## WRITTEN TASKS
• A. Rewrite the link-tag discussion starting with "otherwise I can't" and going on through "users with Opera/Mozilla?", changing "power users" to "expert users".
• B. In the link-tag discussion, which hotkey does Lynx use to jump directly to the links?

## READING TEXT
------------------------------------

While looking into the code used to allow Mozilla's excellent site navigation bar to work with websites, I came across this:

"User agents, search engines, etc. may interpret these link types in a variety of ways. For example, user agents may provide access to linked documents through a navigation bar."

[w3.org...]

I wondered if anyone knows what (if anything) search engines/spiders make of these tags?

At most I'd think they would treat them as an extra link to spider?

Also, aside from Mozilla, what other browsers/user-agents make use of them?

 

grahamstewart




msg:589117
 11:28 am on May 2, 2003 (gmt 0)

Opera displays a nice navigation bar when link tags are present.

richmc




msg:589118
 11:40 am on May 2, 2003 (gmt 0)

excellent - more justification to use them on my sites from now on :)

nafmo




msg:589119
 4:57 pm on May 3, 2003 (gmt 0)

Lynx also shows these links. They are displayed at the top of the page, before the main contents, and the hotkey # is used to jump to them directly. A # is displayed on the screen if there is a link bar but it is not currently in the display area.

<link> tags are nice, very nice. Especially since it makes site navigation consistent between sites, and since I'm using a translated version of my browser, the links are translated for me, so I can find the "next" link even if the page would be in a language I would not understand otherwise.

richmc




msg:589120
 2:45 pm on May 8, 2003 (gmt 0)

good point about universal navigation.

something else i was thinking about this weekend. given that the code can get quite lengthy if you intend to support LINK based navigation systems on your site, how much impact would all those LINK tags in your document HEADs have on the search engines?

i guess having them at the top of the document is quite useful from a SEO perspective IF they are spiderable.

otherwise I can't help thinking it just adds more code before content.

course, usability is increased by them but since the great majority of net users have no idea about them and use browsers that do not support the concept (least I never saw anything on IE that uses them) is it really much of an advantage catering to a few power users with Opera/Mozilla?

------------------------------------

Pointing and labeling entries
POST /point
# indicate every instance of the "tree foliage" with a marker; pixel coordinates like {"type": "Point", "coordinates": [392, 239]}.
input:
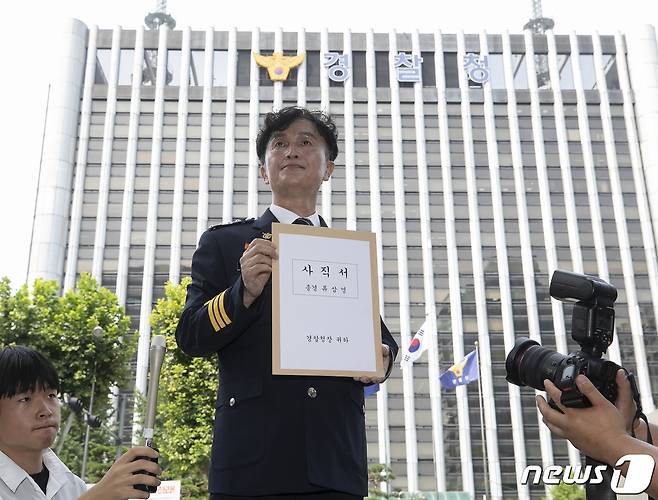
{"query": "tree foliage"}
{"type": "Point", "coordinates": [565, 491]}
{"type": "Point", "coordinates": [60, 327]}
{"type": "Point", "coordinates": [186, 401]}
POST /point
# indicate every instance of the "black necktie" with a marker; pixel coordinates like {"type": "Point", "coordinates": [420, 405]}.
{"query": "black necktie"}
{"type": "Point", "coordinates": [302, 221]}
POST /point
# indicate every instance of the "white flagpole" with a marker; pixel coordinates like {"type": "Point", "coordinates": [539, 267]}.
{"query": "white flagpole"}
{"type": "Point", "coordinates": [484, 442]}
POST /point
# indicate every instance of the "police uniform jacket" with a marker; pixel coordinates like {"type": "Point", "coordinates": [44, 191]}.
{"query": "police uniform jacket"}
{"type": "Point", "coordinates": [272, 434]}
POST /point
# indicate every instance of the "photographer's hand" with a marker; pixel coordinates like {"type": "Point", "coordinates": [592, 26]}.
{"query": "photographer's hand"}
{"type": "Point", "coordinates": [600, 430]}
{"type": "Point", "coordinates": [584, 427]}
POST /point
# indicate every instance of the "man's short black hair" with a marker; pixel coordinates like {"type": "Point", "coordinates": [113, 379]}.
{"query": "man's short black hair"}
{"type": "Point", "coordinates": [277, 121]}
{"type": "Point", "coordinates": [23, 369]}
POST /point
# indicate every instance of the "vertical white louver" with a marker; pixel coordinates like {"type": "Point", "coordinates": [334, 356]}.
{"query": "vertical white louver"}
{"type": "Point", "coordinates": [81, 164]}
{"type": "Point", "coordinates": [478, 280]}
{"type": "Point", "coordinates": [148, 280]}
{"type": "Point", "coordinates": [453, 266]}
{"type": "Point", "coordinates": [383, 431]}
{"type": "Point", "coordinates": [106, 157]}
{"type": "Point", "coordinates": [640, 357]}
{"type": "Point", "coordinates": [131, 163]}
{"type": "Point", "coordinates": [403, 278]}
{"type": "Point", "coordinates": [527, 258]}
{"type": "Point", "coordinates": [206, 127]}
{"type": "Point", "coordinates": [179, 169]}
{"type": "Point", "coordinates": [504, 284]}
{"type": "Point", "coordinates": [229, 127]}
{"type": "Point", "coordinates": [638, 174]}
{"type": "Point", "coordinates": [428, 278]}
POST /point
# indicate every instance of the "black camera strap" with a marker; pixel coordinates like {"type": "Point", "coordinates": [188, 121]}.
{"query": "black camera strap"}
{"type": "Point", "coordinates": [639, 415]}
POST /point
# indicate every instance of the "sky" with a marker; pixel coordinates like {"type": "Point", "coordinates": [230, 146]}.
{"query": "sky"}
{"type": "Point", "coordinates": [27, 59]}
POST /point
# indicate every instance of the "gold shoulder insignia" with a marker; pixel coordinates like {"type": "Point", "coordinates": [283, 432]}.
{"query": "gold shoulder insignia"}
{"type": "Point", "coordinates": [278, 66]}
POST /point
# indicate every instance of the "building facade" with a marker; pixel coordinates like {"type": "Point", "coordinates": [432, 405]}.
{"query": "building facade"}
{"type": "Point", "coordinates": [482, 162]}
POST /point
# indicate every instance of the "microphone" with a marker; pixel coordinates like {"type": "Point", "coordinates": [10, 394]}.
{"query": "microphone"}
{"type": "Point", "coordinates": [156, 358]}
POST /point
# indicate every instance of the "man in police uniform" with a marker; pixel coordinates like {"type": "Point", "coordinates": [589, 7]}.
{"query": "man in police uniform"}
{"type": "Point", "coordinates": [294, 436]}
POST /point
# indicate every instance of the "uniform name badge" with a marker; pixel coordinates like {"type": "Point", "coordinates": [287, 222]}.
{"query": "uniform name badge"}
{"type": "Point", "coordinates": [325, 303]}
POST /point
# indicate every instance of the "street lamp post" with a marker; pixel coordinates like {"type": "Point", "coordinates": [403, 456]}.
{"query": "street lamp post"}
{"type": "Point", "coordinates": [96, 332]}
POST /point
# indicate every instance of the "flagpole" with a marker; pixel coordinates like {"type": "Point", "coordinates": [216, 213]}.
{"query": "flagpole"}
{"type": "Point", "coordinates": [484, 442]}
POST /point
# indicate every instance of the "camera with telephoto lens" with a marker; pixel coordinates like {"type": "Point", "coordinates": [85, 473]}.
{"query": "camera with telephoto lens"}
{"type": "Point", "coordinates": [592, 325]}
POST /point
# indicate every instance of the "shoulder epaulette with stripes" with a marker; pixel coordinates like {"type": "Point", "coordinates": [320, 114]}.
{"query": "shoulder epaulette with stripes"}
{"type": "Point", "coordinates": [239, 221]}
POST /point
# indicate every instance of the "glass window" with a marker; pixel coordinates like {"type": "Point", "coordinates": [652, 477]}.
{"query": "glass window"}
{"type": "Point", "coordinates": [359, 68]}
{"type": "Point", "coordinates": [219, 67]}
{"type": "Point", "coordinates": [149, 71]}
{"type": "Point", "coordinates": [313, 68]}
{"type": "Point", "coordinates": [450, 67]}
{"type": "Point", "coordinates": [126, 66]}
{"type": "Point", "coordinates": [427, 67]}
{"type": "Point", "coordinates": [519, 71]}
{"type": "Point", "coordinates": [541, 68]}
{"type": "Point", "coordinates": [173, 67]}
{"type": "Point", "coordinates": [102, 66]}
{"type": "Point", "coordinates": [196, 68]}
{"type": "Point", "coordinates": [496, 71]}
{"type": "Point", "coordinates": [610, 70]}
{"type": "Point", "coordinates": [244, 67]}
{"type": "Point", "coordinates": [587, 71]}
{"type": "Point", "coordinates": [381, 68]}
{"type": "Point", "coordinates": [565, 71]}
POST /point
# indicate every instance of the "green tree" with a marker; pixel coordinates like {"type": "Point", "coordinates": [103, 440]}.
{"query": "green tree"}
{"type": "Point", "coordinates": [61, 327]}
{"type": "Point", "coordinates": [186, 406]}
{"type": "Point", "coordinates": [378, 473]}
{"type": "Point", "coordinates": [565, 491]}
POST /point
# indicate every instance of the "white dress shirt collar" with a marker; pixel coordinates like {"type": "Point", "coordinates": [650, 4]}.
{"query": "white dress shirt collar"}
{"type": "Point", "coordinates": [285, 216]}
{"type": "Point", "coordinates": [15, 483]}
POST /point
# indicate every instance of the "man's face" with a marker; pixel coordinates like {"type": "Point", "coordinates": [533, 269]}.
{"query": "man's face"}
{"type": "Point", "coordinates": [29, 421]}
{"type": "Point", "coordinates": [296, 160]}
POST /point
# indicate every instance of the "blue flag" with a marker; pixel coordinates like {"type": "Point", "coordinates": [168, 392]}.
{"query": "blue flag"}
{"type": "Point", "coordinates": [370, 389]}
{"type": "Point", "coordinates": [461, 373]}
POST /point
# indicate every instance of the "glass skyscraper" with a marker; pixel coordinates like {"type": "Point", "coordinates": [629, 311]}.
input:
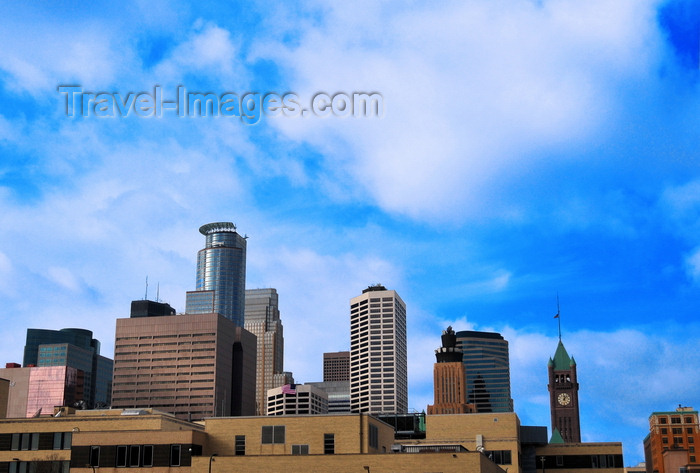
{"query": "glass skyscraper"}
{"type": "Point", "coordinates": [220, 284]}
{"type": "Point", "coordinates": [487, 368]}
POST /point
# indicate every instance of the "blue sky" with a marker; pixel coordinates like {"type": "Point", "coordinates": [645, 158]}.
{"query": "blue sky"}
{"type": "Point", "coordinates": [527, 148]}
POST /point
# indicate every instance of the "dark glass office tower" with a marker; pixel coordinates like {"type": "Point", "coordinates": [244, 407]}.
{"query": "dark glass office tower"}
{"type": "Point", "coordinates": [487, 368]}
{"type": "Point", "coordinates": [220, 274]}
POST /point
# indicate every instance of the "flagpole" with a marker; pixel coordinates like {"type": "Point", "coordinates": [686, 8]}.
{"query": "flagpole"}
{"type": "Point", "coordinates": [558, 317]}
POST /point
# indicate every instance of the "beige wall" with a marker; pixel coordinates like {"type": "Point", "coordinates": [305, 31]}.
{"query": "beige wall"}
{"type": "Point", "coordinates": [499, 430]}
{"type": "Point", "coordinates": [18, 390]}
{"type": "Point", "coordinates": [351, 434]}
{"type": "Point", "coordinates": [4, 396]}
{"type": "Point", "coordinates": [471, 462]}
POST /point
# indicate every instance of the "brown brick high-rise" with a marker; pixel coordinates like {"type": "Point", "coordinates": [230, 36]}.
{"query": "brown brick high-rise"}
{"type": "Point", "coordinates": [449, 380]}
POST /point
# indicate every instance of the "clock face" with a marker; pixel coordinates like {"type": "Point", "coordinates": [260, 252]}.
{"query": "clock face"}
{"type": "Point", "coordinates": [564, 399]}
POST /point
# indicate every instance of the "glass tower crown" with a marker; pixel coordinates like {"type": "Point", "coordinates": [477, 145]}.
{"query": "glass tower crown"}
{"type": "Point", "coordinates": [220, 283]}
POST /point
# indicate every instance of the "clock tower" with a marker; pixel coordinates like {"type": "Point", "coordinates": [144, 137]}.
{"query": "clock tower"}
{"type": "Point", "coordinates": [563, 396]}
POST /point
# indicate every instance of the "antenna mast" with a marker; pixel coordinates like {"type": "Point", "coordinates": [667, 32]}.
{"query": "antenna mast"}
{"type": "Point", "coordinates": [558, 316]}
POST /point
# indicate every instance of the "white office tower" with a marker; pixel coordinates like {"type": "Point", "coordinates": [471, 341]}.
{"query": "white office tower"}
{"type": "Point", "coordinates": [378, 371]}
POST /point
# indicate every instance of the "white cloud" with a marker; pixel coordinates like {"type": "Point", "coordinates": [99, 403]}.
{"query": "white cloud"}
{"type": "Point", "coordinates": [208, 50]}
{"type": "Point", "coordinates": [64, 277]}
{"type": "Point", "coordinates": [693, 265]}
{"type": "Point", "coordinates": [471, 103]}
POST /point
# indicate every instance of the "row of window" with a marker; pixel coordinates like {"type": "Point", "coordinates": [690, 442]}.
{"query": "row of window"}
{"type": "Point", "coordinates": [134, 456]}
{"type": "Point", "coordinates": [36, 441]}
{"type": "Point", "coordinates": [154, 337]}
{"type": "Point", "coordinates": [36, 467]}
{"type": "Point", "coordinates": [676, 420]}
{"type": "Point", "coordinates": [275, 434]}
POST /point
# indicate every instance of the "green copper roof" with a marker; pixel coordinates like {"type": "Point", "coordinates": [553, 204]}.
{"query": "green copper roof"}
{"type": "Point", "coordinates": [561, 358]}
{"type": "Point", "coordinates": [556, 436]}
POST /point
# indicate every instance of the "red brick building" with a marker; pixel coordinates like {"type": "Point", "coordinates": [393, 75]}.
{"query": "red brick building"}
{"type": "Point", "coordinates": [672, 440]}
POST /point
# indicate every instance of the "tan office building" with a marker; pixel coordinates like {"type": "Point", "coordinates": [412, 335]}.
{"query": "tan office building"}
{"type": "Point", "coordinates": [192, 366]}
{"type": "Point", "coordinates": [262, 319]}
{"type": "Point", "coordinates": [378, 356]}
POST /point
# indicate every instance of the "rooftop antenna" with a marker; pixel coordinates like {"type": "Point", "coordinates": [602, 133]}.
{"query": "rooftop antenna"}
{"type": "Point", "coordinates": [558, 316]}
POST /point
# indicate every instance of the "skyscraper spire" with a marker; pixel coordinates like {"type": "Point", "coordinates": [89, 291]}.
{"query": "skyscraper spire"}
{"type": "Point", "coordinates": [220, 273]}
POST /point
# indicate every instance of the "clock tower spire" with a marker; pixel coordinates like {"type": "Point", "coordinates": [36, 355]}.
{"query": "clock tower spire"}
{"type": "Point", "coordinates": [563, 395]}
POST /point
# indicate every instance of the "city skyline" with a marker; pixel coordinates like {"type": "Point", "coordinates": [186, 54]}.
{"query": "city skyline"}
{"type": "Point", "coordinates": [525, 151]}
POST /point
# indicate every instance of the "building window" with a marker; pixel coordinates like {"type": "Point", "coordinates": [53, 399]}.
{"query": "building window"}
{"type": "Point", "coordinates": [503, 457]}
{"type": "Point", "coordinates": [135, 455]}
{"type": "Point", "coordinates": [148, 455]}
{"type": "Point", "coordinates": [25, 442]}
{"type": "Point", "coordinates": [240, 445]}
{"type": "Point", "coordinates": [121, 456]}
{"type": "Point", "coordinates": [373, 436]}
{"type": "Point", "coordinates": [329, 444]}
{"type": "Point", "coordinates": [300, 449]}
{"type": "Point", "coordinates": [95, 456]}
{"type": "Point", "coordinates": [175, 455]}
{"type": "Point", "coordinates": [272, 434]}
{"type": "Point", "coordinates": [62, 440]}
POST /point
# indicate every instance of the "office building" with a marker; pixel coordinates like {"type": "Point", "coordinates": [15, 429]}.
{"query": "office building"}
{"type": "Point", "coordinates": [672, 440]}
{"type": "Point", "coordinates": [563, 396]}
{"type": "Point", "coordinates": [4, 396]}
{"type": "Point", "coordinates": [378, 366]}
{"type": "Point", "coordinates": [262, 319]}
{"type": "Point", "coordinates": [336, 366]}
{"type": "Point", "coordinates": [487, 369]}
{"type": "Point", "coordinates": [192, 366]}
{"type": "Point", "coordinates": [35, 391]}
{"type": "Point", "coordinates": [221, 264]}
{"type": "Point", "coordinates": [449, 381]}
{"type": "Point", "coordinates": [77, 349]}
{"type": "Point", "coordinates": [295, 399]}
{"type": "Point", "coordinates": [147, 440]}
{"type": "Point", "coordinates": [338, 393]}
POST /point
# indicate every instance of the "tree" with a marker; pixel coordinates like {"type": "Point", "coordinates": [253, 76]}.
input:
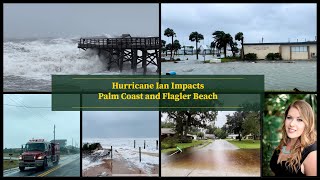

------------------------------------

## IN RESPONSE
• A.
otherwise I can't help thinking it just adds more code before content.

course, usability is increased by them but since the great majority of net users have no idea about them and use browsers that do not support the concept (least I never saw anything on IE that uses them) is it really much of an advantage catering to a few expert users with Opera/Mozilla?

• B. The # hotkey.